***** SELECTED PASSAGE *****

AAAS: "British Trawlers Working Nearly 20 Times as Hard to Catch Fish."
Most commercial fisherfolk today don't appreciate how much harder it is to catch fish than it was for their forebears. In the 1880s, steam-powered trawlers began to compete with sail-powered fishing boats in European waters. "The practice was controversial in the United Kingdom, where some critics claimed that the new trawlers were reducing fish stocks and damaging habitats."
Marine conservation biologist Callum Roberts of the University of York in the United Kingdom decided to analyze the historical data. "To adjust the catch data for the increasingly powerful and sophisticated fishing boats, Roberts and colleagues used boat registration records to calculate the overall power of the British fleet." The researchers expressed ship 'power' in units equivalent to the catching power of one sail-powered trawler in the 1880s, calculating the Landings Per Unit of fishing Power (LPUP).
"From 1889 until 1914, LPUP dropped sharply, from more than 60 tons to less than 20 tons." The decrease in fishing during World War I allowed a recovery of fish stocks, and LPUP rebounded briefly to 30 tons in 1918. "Between WWI and the 1950s, British vessels began fishing farther from home, off the coast of West Africa and in the Arctic...[allowing] the rate of fish caught by British vessels to increase again, to about 50 tons in 1956." But with continued exploitation, LPUP nose-dived, to about 5 tons in 1980, the team reports online this week in Nature Communications.
"After 1983, the Common Fisheries Policy of the European Union set strict new limits on where and how much British vessels could fish, but stocks have not recovered."
Today it takes 17 times as much fishing power to land a fish as it did in 1889, an LPUP of 3.4.
The implications are clear, overfishing, yes, but also marine warming, loss of coral reefs as incubators, plastic + other pollution, acidification, now looming deoxygenation. Climate change + impoverishment of marine ecosystems. Pity the poor fish + the fisherfolk.

***** DATASET EXCERPTS *****

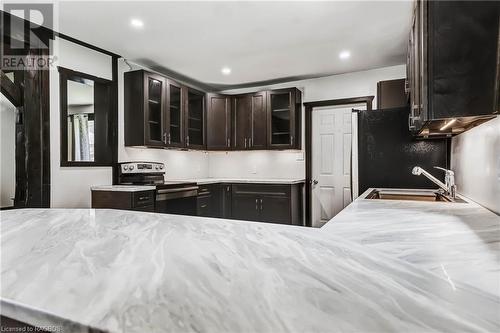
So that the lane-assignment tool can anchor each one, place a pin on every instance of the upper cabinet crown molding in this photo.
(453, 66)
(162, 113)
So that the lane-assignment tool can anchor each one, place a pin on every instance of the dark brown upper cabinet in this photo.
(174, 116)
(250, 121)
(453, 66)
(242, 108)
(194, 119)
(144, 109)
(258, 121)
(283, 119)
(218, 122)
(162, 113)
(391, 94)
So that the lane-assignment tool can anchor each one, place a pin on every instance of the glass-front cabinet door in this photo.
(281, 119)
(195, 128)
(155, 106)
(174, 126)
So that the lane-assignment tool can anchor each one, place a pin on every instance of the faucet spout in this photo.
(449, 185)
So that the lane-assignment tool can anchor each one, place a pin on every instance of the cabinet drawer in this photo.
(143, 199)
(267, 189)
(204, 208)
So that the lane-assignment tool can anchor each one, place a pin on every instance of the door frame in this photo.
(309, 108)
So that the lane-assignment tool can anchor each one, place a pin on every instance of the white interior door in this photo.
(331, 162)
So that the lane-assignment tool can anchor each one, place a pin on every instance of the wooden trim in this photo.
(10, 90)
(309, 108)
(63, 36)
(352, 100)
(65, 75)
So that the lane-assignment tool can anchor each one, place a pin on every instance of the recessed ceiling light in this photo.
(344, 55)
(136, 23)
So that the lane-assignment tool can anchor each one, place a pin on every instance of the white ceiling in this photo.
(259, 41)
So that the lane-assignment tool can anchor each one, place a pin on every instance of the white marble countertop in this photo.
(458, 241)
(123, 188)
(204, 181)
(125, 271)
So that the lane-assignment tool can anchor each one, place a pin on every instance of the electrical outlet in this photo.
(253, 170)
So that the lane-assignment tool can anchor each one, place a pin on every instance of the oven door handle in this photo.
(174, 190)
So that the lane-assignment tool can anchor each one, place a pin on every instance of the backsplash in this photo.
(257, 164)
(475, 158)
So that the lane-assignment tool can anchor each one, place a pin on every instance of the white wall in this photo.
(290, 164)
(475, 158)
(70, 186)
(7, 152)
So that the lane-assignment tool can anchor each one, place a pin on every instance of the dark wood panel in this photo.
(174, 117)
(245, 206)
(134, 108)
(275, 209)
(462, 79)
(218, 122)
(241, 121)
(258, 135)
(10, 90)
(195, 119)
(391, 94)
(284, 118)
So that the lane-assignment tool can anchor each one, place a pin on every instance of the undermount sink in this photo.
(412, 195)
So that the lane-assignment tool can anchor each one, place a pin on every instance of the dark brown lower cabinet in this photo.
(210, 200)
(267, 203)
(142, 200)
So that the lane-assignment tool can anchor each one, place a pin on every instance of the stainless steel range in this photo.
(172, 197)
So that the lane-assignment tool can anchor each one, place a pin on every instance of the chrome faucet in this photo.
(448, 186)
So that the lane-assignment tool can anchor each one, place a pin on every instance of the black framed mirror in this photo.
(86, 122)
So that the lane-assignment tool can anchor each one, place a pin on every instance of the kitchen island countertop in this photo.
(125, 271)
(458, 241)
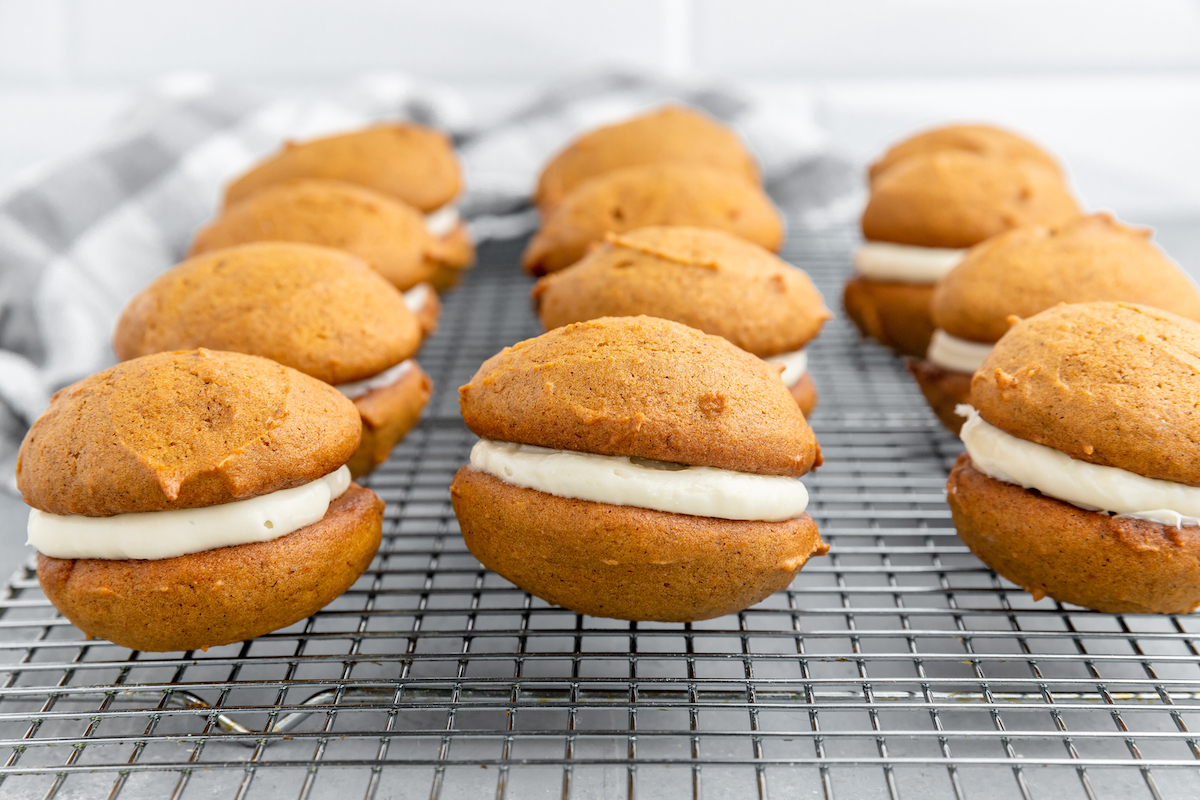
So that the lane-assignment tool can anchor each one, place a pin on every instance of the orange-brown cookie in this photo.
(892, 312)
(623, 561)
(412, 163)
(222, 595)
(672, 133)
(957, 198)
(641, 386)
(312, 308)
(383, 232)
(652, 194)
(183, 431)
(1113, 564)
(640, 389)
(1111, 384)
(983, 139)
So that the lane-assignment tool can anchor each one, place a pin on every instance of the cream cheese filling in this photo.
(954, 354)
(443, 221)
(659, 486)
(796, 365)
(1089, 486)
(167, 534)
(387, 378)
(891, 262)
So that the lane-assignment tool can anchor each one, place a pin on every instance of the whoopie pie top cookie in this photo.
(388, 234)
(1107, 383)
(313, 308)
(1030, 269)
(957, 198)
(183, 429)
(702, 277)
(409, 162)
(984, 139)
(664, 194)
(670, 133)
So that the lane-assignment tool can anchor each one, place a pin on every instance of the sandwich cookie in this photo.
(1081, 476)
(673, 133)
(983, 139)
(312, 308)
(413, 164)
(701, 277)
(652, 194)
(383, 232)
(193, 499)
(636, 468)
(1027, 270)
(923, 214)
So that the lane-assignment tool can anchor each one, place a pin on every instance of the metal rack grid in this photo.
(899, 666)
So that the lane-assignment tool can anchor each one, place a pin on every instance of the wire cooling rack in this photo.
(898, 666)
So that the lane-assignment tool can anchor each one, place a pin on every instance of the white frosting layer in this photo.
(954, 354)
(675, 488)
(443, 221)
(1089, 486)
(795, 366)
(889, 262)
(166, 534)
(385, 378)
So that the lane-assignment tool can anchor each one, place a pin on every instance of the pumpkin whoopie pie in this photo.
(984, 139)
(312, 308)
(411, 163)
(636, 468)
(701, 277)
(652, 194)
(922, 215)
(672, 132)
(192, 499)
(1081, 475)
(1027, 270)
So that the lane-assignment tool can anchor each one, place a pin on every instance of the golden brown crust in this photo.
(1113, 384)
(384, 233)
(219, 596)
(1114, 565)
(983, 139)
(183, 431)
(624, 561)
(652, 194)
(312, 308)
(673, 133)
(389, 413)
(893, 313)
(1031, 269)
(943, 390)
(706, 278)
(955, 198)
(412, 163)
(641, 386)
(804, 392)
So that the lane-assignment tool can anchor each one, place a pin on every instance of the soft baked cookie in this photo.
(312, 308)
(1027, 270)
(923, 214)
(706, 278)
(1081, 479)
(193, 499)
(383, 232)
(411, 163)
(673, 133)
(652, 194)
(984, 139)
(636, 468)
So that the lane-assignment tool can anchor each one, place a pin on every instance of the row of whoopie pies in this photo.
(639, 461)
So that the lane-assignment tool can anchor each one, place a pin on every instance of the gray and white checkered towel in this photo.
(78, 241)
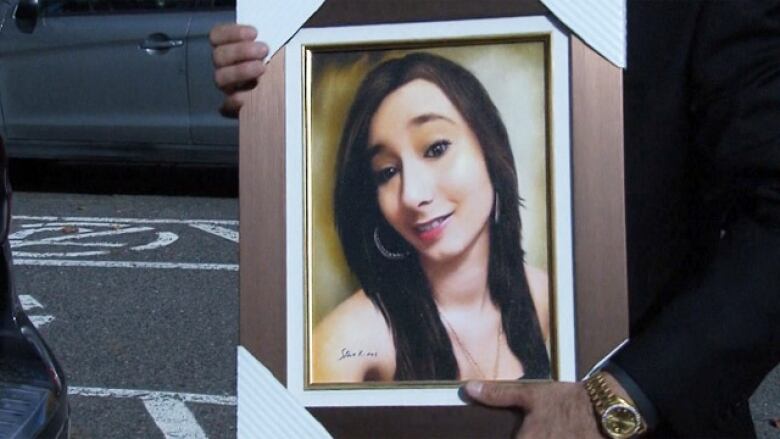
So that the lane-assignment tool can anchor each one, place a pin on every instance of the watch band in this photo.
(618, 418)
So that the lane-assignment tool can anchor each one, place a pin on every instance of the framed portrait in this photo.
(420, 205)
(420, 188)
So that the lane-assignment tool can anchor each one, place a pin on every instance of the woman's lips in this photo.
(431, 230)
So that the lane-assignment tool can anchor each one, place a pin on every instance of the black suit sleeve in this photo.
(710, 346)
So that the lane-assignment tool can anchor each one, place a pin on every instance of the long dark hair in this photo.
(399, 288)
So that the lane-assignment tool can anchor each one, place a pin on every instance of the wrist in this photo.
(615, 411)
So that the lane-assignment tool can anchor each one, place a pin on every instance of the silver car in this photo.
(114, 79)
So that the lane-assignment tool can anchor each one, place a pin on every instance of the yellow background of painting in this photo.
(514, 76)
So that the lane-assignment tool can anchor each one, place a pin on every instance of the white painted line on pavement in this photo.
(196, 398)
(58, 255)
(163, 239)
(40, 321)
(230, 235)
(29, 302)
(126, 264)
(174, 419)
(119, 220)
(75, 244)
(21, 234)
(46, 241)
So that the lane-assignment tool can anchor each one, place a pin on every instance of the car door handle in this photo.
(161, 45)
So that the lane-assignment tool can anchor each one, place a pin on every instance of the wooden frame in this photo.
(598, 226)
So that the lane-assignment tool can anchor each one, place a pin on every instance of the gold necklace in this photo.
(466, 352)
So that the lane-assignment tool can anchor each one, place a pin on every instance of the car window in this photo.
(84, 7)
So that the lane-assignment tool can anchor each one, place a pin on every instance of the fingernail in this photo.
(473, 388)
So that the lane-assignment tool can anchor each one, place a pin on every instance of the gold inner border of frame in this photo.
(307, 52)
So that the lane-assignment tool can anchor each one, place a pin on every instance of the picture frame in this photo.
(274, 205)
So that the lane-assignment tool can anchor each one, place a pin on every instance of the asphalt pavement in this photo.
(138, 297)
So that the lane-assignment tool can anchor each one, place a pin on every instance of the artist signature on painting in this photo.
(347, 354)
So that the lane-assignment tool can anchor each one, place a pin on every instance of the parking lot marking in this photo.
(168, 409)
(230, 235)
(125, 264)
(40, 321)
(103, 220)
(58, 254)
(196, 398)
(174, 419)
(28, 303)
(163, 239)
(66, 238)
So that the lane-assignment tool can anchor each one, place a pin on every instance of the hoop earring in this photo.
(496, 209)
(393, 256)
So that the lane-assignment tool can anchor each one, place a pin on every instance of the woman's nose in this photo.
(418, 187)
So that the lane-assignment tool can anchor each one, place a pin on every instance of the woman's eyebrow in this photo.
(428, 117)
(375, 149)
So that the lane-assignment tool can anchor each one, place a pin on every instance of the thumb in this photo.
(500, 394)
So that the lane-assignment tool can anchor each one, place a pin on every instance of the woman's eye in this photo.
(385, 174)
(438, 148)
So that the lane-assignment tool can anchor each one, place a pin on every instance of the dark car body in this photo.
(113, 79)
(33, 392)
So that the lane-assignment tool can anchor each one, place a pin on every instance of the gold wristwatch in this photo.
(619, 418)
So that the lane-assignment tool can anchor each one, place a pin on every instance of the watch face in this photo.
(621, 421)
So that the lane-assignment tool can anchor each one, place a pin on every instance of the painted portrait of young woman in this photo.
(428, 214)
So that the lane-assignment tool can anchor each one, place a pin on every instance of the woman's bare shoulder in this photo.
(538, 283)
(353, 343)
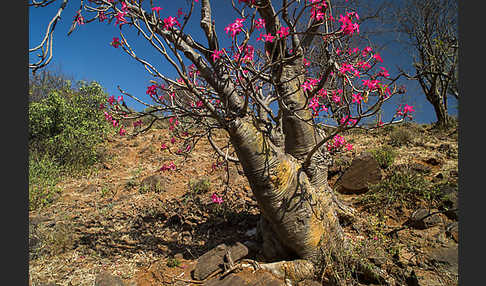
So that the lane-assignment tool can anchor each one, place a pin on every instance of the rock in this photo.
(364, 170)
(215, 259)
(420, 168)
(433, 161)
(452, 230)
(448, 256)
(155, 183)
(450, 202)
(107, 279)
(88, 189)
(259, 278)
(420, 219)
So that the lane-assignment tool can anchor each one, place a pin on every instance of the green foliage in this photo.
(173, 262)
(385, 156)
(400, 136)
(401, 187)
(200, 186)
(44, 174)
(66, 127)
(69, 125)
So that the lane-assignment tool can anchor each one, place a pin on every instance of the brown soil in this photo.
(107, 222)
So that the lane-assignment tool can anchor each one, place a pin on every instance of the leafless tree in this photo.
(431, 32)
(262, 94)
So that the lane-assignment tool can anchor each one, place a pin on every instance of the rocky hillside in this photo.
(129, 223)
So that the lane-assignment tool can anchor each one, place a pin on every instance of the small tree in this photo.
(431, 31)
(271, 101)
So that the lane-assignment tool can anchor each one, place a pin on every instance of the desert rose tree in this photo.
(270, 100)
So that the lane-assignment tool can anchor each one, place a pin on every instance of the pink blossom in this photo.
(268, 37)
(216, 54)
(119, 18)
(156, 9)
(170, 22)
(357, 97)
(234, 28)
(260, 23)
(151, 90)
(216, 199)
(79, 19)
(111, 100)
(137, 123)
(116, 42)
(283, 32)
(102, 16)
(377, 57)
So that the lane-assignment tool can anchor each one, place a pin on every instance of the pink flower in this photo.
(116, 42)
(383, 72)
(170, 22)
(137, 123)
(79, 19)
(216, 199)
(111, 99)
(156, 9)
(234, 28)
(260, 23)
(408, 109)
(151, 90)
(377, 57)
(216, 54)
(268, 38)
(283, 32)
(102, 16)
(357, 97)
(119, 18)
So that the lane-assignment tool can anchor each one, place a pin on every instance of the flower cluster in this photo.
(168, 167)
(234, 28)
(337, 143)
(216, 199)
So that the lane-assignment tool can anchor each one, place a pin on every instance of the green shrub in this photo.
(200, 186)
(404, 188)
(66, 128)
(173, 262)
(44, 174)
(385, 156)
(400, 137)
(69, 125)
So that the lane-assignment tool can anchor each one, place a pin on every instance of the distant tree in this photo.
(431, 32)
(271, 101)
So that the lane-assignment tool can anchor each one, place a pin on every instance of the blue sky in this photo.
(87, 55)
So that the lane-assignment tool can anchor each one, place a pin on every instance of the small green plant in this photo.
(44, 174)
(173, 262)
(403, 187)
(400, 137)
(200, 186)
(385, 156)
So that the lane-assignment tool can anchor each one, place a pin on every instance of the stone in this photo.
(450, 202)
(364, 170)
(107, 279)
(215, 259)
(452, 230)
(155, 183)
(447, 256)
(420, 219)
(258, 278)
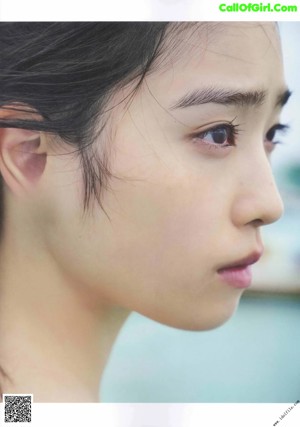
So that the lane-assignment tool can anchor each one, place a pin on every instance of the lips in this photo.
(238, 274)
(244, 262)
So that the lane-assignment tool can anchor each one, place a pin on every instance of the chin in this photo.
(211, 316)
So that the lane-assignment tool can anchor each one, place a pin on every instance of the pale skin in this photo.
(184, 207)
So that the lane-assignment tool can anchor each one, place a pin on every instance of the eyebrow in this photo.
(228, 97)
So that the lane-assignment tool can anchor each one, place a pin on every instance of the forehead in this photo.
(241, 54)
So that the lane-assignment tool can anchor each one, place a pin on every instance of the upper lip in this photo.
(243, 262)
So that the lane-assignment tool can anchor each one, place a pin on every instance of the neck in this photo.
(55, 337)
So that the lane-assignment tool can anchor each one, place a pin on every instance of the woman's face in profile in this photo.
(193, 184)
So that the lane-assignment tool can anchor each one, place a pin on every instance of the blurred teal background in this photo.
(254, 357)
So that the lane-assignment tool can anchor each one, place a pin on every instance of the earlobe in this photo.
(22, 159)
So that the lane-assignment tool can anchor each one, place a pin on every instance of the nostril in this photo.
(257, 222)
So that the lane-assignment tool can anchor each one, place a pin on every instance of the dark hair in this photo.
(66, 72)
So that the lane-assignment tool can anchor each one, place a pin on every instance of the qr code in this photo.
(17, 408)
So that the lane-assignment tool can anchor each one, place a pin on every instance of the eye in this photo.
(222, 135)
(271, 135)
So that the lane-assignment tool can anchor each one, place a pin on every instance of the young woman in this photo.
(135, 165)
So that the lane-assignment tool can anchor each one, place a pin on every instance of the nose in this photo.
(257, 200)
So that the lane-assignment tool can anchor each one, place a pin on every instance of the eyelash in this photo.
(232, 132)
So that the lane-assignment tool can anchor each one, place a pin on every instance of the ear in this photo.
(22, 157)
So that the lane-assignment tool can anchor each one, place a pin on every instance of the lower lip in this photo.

*****

_TASK 1_.
Answer these questions from the article on British trawlers:
(a) In which decade did steam-powered trawlers begin to compete with sail-powered fishing boats in European waters?
(b) To what level did LPUP rebound briefly in 1918?
(c) What is the LPUP today?
_TASK 2_.
Does the article on British trawlers support each statement below? Answer yes or no and quote the deciding words.
(a) Callum Roberts works at the University of York.
(b) Fish stocks recovered after the Common Fisheries Policy set new limits.
(c) In 1956, the rate of fish caught by British vessels reached about 60 tons.

_EXERCISE OUTPUT 1_.
(a) The 1880s.
(b) 30 tons.
(c) 3.4.

_EXERCISE OUTPUT 2_.
(a) Yes: "Callum Roberts of the University of York in the United Kingdom"
(b) No: "but stocks have not recovered."
(c) No: "to about 50 tons in 1956."